+++ DATA EXTRACT

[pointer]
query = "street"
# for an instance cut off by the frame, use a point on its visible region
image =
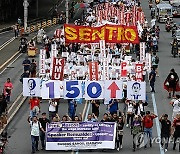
(19, 129)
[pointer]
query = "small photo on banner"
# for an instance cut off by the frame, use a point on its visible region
(136, 90)
(94, 90)
(58, 69)
(93, 70)
(31, 87)
(52, 89)
(73, 89)
(113, 89)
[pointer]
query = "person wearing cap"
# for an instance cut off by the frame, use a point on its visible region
(176, 130)
(148, 124)
(43, 121)
(176, 106)
(152, 78)
(136, 129)
(119, 135)
(171, 82)
(165, 131)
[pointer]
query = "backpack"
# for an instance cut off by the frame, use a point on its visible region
(32, 67)
(156, 60)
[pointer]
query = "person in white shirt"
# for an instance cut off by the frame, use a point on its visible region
(35, 133)
(52, 109)
(176, 106)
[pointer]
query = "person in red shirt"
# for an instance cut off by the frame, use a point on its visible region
(8, 86)
(176, 130)
(148, 124)
(34, 106)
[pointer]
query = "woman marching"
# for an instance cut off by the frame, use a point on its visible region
(171, 83)
(136, 129)
(119, 135)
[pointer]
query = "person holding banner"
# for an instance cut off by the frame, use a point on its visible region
(43, 121)
(130, 112)
(171, 84)
(95, 107)
(136, 129)
(35, 132)
(119, 135)
(72, 108)
(52, 109)
(152, 78)
(148, 125)
(113, 106)
(8, 86)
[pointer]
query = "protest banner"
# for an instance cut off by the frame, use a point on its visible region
(123, 69)
(113, 89)
(83, 135)
(73, 89)
(93, 70)
(42, 58)
(31, 87)
(94, 90)
(58, 69)
(142, 52)
(109, 33)
(52, 89)
(136, 90)
(139, 72)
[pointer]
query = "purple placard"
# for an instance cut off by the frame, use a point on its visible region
(84, 131)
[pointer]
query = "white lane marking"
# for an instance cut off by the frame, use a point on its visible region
(11, 63)
(6, 43)
(157, 122)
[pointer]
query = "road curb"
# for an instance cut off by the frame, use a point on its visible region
(3, 65)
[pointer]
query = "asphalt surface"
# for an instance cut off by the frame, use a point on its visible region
(20, 142)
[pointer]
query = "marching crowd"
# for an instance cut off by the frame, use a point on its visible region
(134, 114)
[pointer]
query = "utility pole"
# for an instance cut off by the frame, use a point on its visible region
(25, 4)
(67, 11)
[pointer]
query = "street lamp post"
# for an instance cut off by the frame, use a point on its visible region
(67, 12)
(25, 4)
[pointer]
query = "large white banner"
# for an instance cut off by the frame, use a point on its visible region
(31, 87)
(72, 89)
(83, 135)
(94, 90)
(136, 90)
(42, 58)
(52, 89)
(113, 89)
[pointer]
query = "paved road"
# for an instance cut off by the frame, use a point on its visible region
(19, 128)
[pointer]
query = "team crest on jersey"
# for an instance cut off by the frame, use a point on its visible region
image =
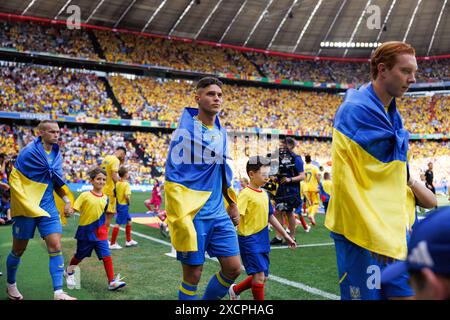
(355, 293)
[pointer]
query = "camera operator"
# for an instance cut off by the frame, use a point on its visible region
(287, 197)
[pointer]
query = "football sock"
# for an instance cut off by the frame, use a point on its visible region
(12, 263)
(244, 285)
(109, 268)
(73, 262)
(187, 291)
(258, 291)
(114, 235)
(128, 232)
(56, 267)
(217, 287)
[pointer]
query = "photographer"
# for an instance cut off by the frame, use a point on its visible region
(287, 197)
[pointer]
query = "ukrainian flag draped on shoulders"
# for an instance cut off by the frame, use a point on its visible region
(30, 178)
(190, 163)
(369, 154)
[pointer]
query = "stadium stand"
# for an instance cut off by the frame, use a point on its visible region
(190, 56)
(54, 90)
(40, 37)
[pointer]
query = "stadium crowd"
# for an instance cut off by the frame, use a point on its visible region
(130, 48)
(41, 37)
(54, 90)
(60, 91)
(191, 56)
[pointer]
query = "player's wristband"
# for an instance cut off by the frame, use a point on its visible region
(411, 183)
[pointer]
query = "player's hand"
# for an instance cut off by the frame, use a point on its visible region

++++++

== AIM ==
Please repeat the entries exactly. Do not include the pictures.

== EXERCISE ANSWER ==
[pointer]
query = "street"
# for an instance cut off by the frame, use a point on its visible region
image =
(19, 129)
[pointer]
query = "small photo on banner"
# for an instance cut off by the frame, use a point on its visible region
(136, 90)
(94, 90)
(58, 69)
(93, 70)
(31, 87)
(52, 89)
(73, 89)
(113, 89)
[pointer]
query = "person wearing cap"
# for an instance cut off by the frame, use a point on its visible region
(176, 130)
(148, 124)
(43, 121)
(176, 106)
(152, 78)
(136, 129)
(119, 135)
(171, 82)
(165, 131)
[pointer]
query = "backpack"
# for an instance cut off by the frame, use a point on its visible region
(32, 67)
(156, 60)
[pointer]
query = "person in white shirt"
# for an instance cut off by the frame, use a point on its visible region
(35, 133)
(52, 109)
(176, 106)
[pointer]
query = "person in red shirt"
# for an instance cut off by the frame, use a point on its visible region
(8, 86)
(176, 130)
(148, 124)
(34, 106)
[pointer]
query = "woman marching"
# for an instance cut off by the frame, use a point on its visible region
(171, 83)
(136, 129)
(119, 135)
[pointer]
query = "person holding banner"
# for an instance cut off by the frame, use a point on its visible region
(43, 121)
(130, 112)
(171, 84)
(95, 107)
(136, 129)
(35, 132)
(119, 135)
(72, 108)
(52, 109)
(152, 78)
(148, 125)
(113, 106)
(8, 86)
[pointer]
query = "protest banner"
# for an instance cut off by the frame, use a point on its visible region
(123, 69)
(113, 89)
(83, 135)
(73, 89)
(93, 70)
(42, 58)
(31, 87)
(94, 90)
(58, 69)
(142, 52)
(109, 33)
(52, 89)
(136, 90)
(139, 72)
[pointer]
query = "purple placard"
# for an instance cut off by the frame, use a point on its visible region
(84, 131)
[pointer]
query = "white lane marking"
# for an instance cut off by the frame, use a point on its visible region
(11, 63)
(6, 43)
(157, 122)
[pointer]
query = "road curb"
# for an instance cut off by the frame, use a point on its visible region
(3, 65)
[pointer]
query = "asphalt surface"
# for an instance cut off by the frame, use a point on its visible region
(20, 142)
[pointer]
query = "marching crowd"
# for an instance cut off by the frame, use a point on its visible region
(134, 114)
[pointer]
query = "utility pole"
# for an instance cut off by the frame, use a point on its visible region
(25, 4)
(67, 11)
[pointer]
query = "street lamp post"
# for an instance cut off by the frame, use a point on its visible region
(67, 12)
(25, 4)
[pointer]
query = "large white banner"
# for an instance cut off by the frame, use a point on its visible region
(31, 87)
(72, 89)
(83, 135)
(94, 90)
(136, 90)
(42, 58)
(52, 89)
(113, 89)
[pointer]
query = "paved road"
# for an instance cut off by the frame, use a point on its visible region
(19, 128)
[pointer]
query = "team crest on jersey"
# for an instance cut off by the frame, use a point on its visible region
image =
(355, 293)
[pointer]
query = "camera operator"
# for an instance cut off by the frame, use a point on its visible region
(287, 197)
[pointer]
query = "football sock"
# for an instance cut off by the frame, use a point on its visible region
(12, 263)
(244, 285)
(109, 268)
(73, 262)
(187, 291)
(258, 291)
(114, 235)
(128, 232)
(56, 267)
(217, 287)
[pointer]
query = "photographer"
# for an instance cut off by the frame, use a point on its visible region
(287, 197)
[pointer]
query = "ukrainian flag draped on shoulders"
# for an instance cut off by the frame, use a point on its visible region
(30, 178)
(190, 163)
(369, 154)
[pointer]
query = "stadium stand"
# for an instance cut off by the frame, use a point on its visible region
(190, 56)
(54, 90)
(40, 37)
[pointer]
query = "stadium crowd"
# for an instance cut off by the frame, use a point on its visible region
(130, 48)
(41, 37)
(54, 90)
(60, 91)
(191, 56)
[pointer]
query = "player's wristband"
# for an instance cut off by the frame, use a point on its visible region
(411, 183)
[pointer]
query = "player's hand"
# for an instance cut off by the frame, use a point on its visible region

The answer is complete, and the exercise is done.